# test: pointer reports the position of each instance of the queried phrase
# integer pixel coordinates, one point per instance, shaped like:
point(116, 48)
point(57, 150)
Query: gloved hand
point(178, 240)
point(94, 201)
○ ○ ○
# [WHAT YOU SHOULD DO]
Repeat the records exactly, leaving out none of them.

# [RESULT]
# test: pointer reports the position of each instance of the queried phrase
# integer pixel coordinates, one point per instance, shaped like:
point(116, 48)
point(57, 150)
Query: gloved hand
point(178, 240)
point(94, 201)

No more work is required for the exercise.